| CHALLENGE 1 |
Count the lines of the records that contain the word "cheetah", and reply with that number only.

| EXCERPT PROVIDED |
○ ○ ○ ○ ○

Earlier this year the CEA (on behalf of F4E) selected Bull to provide, maintain and operate the computer that is to be installed at Rokkasho (Japan). This computer is intended to allow the most advanced modeling and simulation in the field of plasmas and controlled fusion equipment. It will be available to European and Japanese researchers for a period of five years from January 2012.
With computational power from Bull exceeding that of 1 Petaflop, it ranks as one of the most powerful systems in the world. The supercomputer is an important milestone of Europe’s contribution to the Broader Approach (BA), an Agreement signed between Europe and Japan to complement the ITER project through various R&D activities which are developed in the field of nuclear fusion.
François Robin, leader of the CEA’s contribution in the project, explains: “As with the introduction of Bull, the selection of Allinea Software is another positive step for this project. Allinea DDT is an impressive and complete toolset for parallel debugging at any scale which will ensure that the aims of the project are attainable.”

○ ○ ○ ○ ○

| RECORD EXTRACTS |
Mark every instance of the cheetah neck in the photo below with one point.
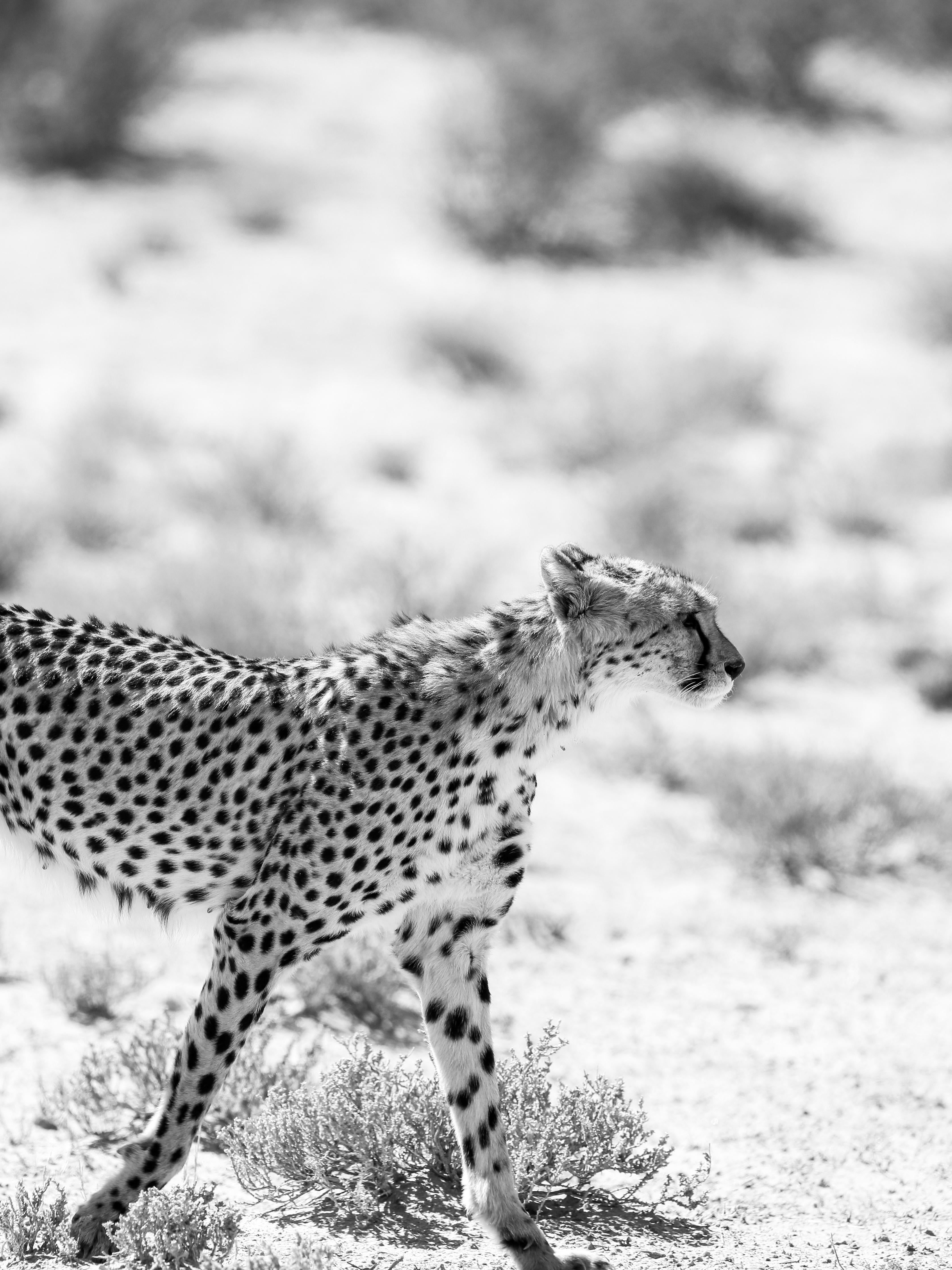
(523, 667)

○ ○ ○ ○ ○

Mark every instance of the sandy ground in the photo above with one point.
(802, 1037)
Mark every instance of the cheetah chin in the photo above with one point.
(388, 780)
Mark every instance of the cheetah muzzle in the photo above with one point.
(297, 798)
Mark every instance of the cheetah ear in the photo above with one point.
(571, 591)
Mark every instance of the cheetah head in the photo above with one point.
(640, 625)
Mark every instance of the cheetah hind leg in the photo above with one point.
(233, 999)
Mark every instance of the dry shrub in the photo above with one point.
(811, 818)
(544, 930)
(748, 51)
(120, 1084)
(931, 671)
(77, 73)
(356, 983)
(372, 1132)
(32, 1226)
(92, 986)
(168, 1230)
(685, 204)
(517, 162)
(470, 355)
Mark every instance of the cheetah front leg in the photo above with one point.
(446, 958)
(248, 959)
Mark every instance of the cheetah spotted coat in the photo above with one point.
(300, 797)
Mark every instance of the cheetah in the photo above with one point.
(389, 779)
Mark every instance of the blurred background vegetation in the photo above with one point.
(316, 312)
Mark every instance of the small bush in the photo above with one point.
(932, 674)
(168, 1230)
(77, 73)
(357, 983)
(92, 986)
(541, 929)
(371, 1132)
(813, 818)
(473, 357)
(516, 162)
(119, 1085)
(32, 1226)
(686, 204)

○ ○ ○ ○ ○

| CHALLENGE 2 |
In the excerpt about the fusion supercomputer, for how long will the computer be available to European and Japanese researchers?

| TASK ANSWER 1 |
9

| TASK ANSWER 2 |
Five years, from January 2012.